┏━━

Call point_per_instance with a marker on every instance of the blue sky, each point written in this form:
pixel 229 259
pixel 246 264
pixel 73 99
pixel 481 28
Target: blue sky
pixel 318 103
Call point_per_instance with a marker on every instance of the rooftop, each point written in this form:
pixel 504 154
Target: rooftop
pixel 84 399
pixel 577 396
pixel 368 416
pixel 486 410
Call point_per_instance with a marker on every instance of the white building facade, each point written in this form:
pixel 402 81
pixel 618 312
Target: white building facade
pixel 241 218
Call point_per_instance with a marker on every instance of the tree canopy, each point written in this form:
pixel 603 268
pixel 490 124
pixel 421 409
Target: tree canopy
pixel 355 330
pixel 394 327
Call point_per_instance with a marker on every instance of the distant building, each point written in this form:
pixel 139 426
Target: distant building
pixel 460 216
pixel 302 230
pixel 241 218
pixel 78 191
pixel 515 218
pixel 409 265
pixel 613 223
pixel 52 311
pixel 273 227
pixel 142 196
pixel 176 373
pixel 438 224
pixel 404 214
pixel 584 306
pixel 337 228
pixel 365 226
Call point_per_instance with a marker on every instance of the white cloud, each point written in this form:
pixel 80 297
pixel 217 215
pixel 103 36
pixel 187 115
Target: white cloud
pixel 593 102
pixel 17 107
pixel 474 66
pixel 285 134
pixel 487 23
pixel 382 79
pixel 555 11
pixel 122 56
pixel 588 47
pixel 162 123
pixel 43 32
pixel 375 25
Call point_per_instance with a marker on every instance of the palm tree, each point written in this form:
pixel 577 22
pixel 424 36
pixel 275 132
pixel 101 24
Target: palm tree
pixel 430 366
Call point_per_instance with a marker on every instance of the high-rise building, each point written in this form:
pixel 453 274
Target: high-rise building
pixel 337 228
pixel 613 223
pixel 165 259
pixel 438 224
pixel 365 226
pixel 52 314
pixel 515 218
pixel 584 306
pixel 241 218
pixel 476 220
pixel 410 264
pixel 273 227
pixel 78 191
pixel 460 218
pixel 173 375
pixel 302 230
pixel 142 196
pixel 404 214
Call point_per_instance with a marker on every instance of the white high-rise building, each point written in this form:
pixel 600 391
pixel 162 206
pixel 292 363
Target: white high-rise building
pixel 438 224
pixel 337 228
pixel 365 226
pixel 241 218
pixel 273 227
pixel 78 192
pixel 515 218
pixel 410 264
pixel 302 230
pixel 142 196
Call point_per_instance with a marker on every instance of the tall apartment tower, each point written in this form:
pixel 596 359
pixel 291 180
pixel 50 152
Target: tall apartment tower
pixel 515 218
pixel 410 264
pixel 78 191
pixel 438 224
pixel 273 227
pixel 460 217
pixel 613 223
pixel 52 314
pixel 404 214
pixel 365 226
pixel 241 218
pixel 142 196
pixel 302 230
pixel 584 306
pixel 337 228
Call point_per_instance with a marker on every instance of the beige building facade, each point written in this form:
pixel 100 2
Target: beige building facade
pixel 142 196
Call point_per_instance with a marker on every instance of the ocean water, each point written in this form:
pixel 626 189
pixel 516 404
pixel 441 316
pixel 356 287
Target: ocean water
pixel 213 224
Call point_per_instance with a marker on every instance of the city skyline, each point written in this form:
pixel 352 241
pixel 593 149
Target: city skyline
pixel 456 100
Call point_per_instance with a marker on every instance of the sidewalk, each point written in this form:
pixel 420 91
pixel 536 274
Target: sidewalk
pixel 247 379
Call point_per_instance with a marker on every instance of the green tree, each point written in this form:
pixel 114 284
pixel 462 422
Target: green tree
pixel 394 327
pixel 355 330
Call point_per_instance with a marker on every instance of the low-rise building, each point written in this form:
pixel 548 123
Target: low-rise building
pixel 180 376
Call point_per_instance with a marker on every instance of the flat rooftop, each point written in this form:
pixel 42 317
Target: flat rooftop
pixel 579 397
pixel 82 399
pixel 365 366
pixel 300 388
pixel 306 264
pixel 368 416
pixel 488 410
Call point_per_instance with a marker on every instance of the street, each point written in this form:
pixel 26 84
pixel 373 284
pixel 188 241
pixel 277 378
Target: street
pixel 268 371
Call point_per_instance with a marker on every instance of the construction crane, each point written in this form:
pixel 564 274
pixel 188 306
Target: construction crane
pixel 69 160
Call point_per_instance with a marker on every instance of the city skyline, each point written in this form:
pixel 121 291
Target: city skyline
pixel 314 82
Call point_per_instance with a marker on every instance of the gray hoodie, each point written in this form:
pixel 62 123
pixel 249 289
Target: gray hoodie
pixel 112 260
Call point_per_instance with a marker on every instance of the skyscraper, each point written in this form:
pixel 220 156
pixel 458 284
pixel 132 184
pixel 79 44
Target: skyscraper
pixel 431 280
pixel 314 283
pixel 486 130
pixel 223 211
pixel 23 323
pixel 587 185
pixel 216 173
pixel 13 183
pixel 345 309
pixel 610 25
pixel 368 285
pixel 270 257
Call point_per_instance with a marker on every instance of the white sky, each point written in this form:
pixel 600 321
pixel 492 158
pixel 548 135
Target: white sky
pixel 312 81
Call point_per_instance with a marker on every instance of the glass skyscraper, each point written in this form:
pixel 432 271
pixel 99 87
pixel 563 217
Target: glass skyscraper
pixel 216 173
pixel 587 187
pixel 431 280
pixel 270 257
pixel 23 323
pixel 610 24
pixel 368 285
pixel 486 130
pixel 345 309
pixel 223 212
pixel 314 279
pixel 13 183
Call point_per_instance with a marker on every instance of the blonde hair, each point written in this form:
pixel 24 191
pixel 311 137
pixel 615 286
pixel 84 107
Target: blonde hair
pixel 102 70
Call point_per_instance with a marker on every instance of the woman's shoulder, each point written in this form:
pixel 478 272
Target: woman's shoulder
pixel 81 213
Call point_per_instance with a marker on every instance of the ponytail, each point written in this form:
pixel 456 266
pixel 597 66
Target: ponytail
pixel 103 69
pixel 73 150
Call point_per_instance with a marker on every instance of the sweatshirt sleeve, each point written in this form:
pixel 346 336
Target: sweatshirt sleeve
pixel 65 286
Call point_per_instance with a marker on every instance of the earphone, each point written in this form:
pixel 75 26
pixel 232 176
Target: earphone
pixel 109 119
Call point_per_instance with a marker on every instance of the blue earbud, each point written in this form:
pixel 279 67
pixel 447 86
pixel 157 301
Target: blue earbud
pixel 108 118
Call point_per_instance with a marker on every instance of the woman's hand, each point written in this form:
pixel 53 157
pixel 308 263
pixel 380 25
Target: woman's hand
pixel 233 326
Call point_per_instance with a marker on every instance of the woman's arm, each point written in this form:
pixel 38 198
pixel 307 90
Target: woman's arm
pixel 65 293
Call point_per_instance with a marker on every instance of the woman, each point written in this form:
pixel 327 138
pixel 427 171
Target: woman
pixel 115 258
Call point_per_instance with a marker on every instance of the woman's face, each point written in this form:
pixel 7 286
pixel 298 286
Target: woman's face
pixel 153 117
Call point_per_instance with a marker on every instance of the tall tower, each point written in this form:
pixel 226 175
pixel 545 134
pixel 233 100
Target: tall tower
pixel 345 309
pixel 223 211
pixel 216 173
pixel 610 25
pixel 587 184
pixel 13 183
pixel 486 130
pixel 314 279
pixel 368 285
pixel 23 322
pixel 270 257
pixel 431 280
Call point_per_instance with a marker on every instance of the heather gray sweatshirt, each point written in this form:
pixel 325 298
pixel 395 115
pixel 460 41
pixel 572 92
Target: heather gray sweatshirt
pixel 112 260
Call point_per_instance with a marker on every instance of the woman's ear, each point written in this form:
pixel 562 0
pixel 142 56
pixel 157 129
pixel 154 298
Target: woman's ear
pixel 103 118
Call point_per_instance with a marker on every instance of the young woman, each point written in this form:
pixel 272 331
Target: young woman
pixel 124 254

┗━━

__Given task__:
Copy out every one of the records above line for line, changing nothing.

__Written solution__:
Call point_per_instance with a marker on every instance of the blue sky, each point written in this form:
pixel 229 259
pixel 246 264
pixel 73 99
pixel 481 28
Target: blue sky
pixel 318 103
Call point_per_instance with a marker on every instance of the rooftop, each point written in this form:
pixel 504 154
Target: rooftop
pixel 84 399
pixel 577 396
pixel 368 416
pixel 486 410
Call point_per_instance with a marker on every instance of the white building facade, each point written in this form:
pixel 402 81
pixel 618 312
Target: white building facade
pixel 241 218
Call point_per_instance with a marker on every instance of the tree canopy, each point written in this form:
pixel 603 268
pixel 490 124
pixel 421 409
Target: tree canopy
pixel 355 330
pixel 394 327
Call point_per_instance with a marker on every instance of the distant building, each point written in this form:
pixel 139 426
Target: distant building
pixel 460 216
pixel 302 230
pixel 241 218
pixel 78 191
pixel 515 218
pixel 409 265
pixel 613 223
pixel 52 311
pixel 273 227
pixel 142 196
pixel 176 373
pixel 438 224
pixel 404 214
pixel 584 306
pixel 337 228
pixel 365 226
Call point_per_instance with a marker on every instance of the white cloud, each point written in this form:
pixel 80 297
pixel 217 215
pixel 103 36
pixel 187 115
Target: white cloud
pixel 593 102
pixel 17 107
pixel 474 66
pixel 285 134
pixel 487 23
pixel 382 79
pixel 555 11
pixel 122 56
pixel 588 47
pixel 162 123
pixel 43 32
pixel 375 25
Call point_per_instance with a marker on every instance of the palm tree, each point written in this form:
pixel 577 22
pixel 424 36
pixel 275 132
pixel 101 24
Target: palm tree
pixel 430 366
Call point_per_instance with a marker on every instance of the high-rise building, each point written in this form:
pixel 453 274
Target: high-rise building
pixel 337 228
pixel 613 223
pixel 165 259
pixel 438 224
pixel 365 226
pixel 52 314
pixel 515 218
pixel 584 306
pixel 241 218
pixel 476 220
pixel 410 264
pixel 273 227
pixel 78 191
pixel 460 218
pixel 173 375
pixel 302 230
pixel 142 196
pixel 404 214
Call point_per_instance with a marker on every instance of the white high-rise building, each point written in this form:
pixel 600 391
pixel 162 206
pixel 292 363
Target: white high-rise building
pixel 438 224
pixel 337 228
pixel 365 226
pixel 241 218
pixel 273 227
pixel 78 192
pixel 515 218
pixel 410 264
pixel 302 230
pixel 142 196
Call point_per_instance with a marker on every instance of the tall apartment tower, each point written in this form:
pixel 596 359
pixel 291 180
pixel 50 152
Target: tall apartment tower
pixel 515 218
pixel 410 264
pixel 78 191
pixel 438 224
pixel 273 227
pixel 460 217
pixel 613 223
pixel 52 314
pixel 404 214
pixel 365 226
pixel 241 218
pixel 142 196
pixel 302 230
pixel 584 306
pixel 337 228
Call point_per_instance with a marker on every instance of the beige building facade, each point written in this form:
pixel 100 2
Target: beige building facade
pixel 142 196
Call point_per_instance with a marker on every instance of the ocean water, each point written in this form:
pixel 626 189
pixel 516 404
pixel 441 316
pixel 356 287
Target: ocean water
pixel 213 224
Call point_per_instance with a marker on every instance of the city skyline, each point written in this form:
pixel 352 241
pixel 593 149
Target: city skyline
pixel 456 100
Call point_per_instance with a marker on every instance of the sidewalk, each point written in this form:
pixel 420 91
pixel 536 274
Target: sidewalk
pixel 247 379
Call point_per_instance with a marker on every instance of the green tree, each point written in this form:
pixel 114 284
pixel 462 422
Target: green tree
pixel 394 327
pixel 355 330
Call point_per_instance with a marker on every instance of the low-rise building, each point written in this form:
pixel 548 123
Target: low-rise building
pixel 180 376
Call point_per_instance with a marker on every instance of the flat rooftop, each point written in this form:
pixel 42 317
Target: flat rooftop
pixel 579 397
pixel 82 399
pixel 365 366
pixel 300 388
pixel 306 264
pixel 368 416
pixel 488 410
Call point_per_instance with a marker on every instance of the street, each point written in this form:
pixel 26 84
pixel 373 284
pixel 188 241
pixel 277 378
Target: street
pixel 268 371
Call point_per_instance with a marker on every instance of the construction crane, each point written in this form:
pixel 564 274
pixel 188 306
Target: construction crane
pixel 69 160
Call point_per_instance with a marker on every instance of the city skyline, each point written in this form:
pixel 121 291
Target: city skyline
pixel 314 82
Call point_per_instance with a marker on every instance of the gray hoodie, each point written in this form:
pixel 62 123
pixel 249 289
Target: gray hoodie
pixel 112 260
Call point_per_instance with a marker on every instance of the skyscraper, each point written in this form:
pixel 220 156
pixel 458 284
pixel 132 184
pixel 79 44
Target: skyscraper
pixel 431 280
pixel 314 283
pixel 486 130
pixel 223 211
pixel 23 323
pixel 587 185
pixel 216 173
pixel 13 183
pixel 345 309
pixel 610 25
pixel 368 285
pixel 270 257
Call point_per_instance with a marker on every instance of the white sky, each point written in this form:
pixel 600 321
pixel 492 158
pixel 548 135
Target: white sky
pixel 312 81
Call point_per_instance with a marker on every instance of the glass skyscraper, each point written in this form:
pixel 432 271
pixel 99 87
pixel 563 217
Target: glass skyscraper
pixel 216 173
pixel 587 187
pixel 431 280
pixel 270 257
pixel 23 323
pixel 610 24
pixel 368 285
pixel 486 130
pixel 345 309
pixel 223 212
pixel 314 279
pixel 13 183
Call point_per_instance with a marker on every instance of the blonde hair, each point written in this form:
pixel 24 191
pixel 311 137
pixel 615 286
pixel 84 107
Target: blonde hair
pixel 102 70
Call point_per_instance with a marker on every instance of the woman's shoulder, each point written in this form:
pixel 478 272
Target: woman's shoulder
pixel 81 213
Call point_per_instance with a marker on every instance of the ponytail, each point written in this form:
pixel 456 266
pixel 597 66
Target: ponytail
pixel 103 69
pixel 73 150
Call point_per_instance with a marker on every instance of the sweatshirt sleeve, each point written in this form:
pixel 346 336
Target: sweatshirt sleeve
pixel 65 286
Call point_per_instance with a marker on every instance of the earphone, each point written in this form:
pixel 75 26
pixel 232 176
Target: earphone
pixel 109 119
Call point_per_instance with a marker on every instance of the blue earbud, each point written in this form:
pixel 279 67
pixel 447 86
pixel 157 301
Target: blue earbud
pixel 108 118
Call point_per_instance with a marker on every instance of the woman's hand, each point written in this form:
pixel 53 157
pixel 308 263
pixel 380 25
Target: woman's hand
pixel 233 326
Call point_per_instance with a marker on every instance of the woman's arm, each point written in this form:
pixel 38 198
pixel 307 90
Target: woman's arm
pixel 65 293
Call point_per_instance with a marker on every instance of the woman, each point written in this form:
pixel 327 138
pixel 427 171
Target: woman
pixel 115 258
Call point_per_instance with a marker on every instance of the woman's face, each point written in this form:
pixel 7 286
pixel 298 286
Target: woman's face
pixel 153 117
Call point_per_instance with a marker on every instance of the tall tower, each point written in this form:
pixel 226 175
pixel 545 134
pixel 233 100
Target: tall tower
pixel 345 309
pixel 223 211
pixel 216 173
pixel 610 25
pixel 587 184
pixel 13 183
pixel 486 130
pixel 314 279
pixel 368 285
pixel 23 322
pixel 270 257
pixel 431 280
Call point_per_instance with a marker on every instance of the heather gray sweatshirt, each point written in this form:
pixel 325 298
pixel 395 115
pixel 460 41
pixel 572 92
Target: heather gray sweatshirt
pixel 112 260
Call point_per_instance with a marker on every instance of the woman's ear, each point written in this form:
pixel 562 0
pixel 142 56
pixel 157 129
pixel 154 298
Target: woman's ear
pixel 103 118
Call point_per_instance with a marker on every instance of the young woman, each point written in this form:
pixel 272 331
Target: young woman
pixel 124 254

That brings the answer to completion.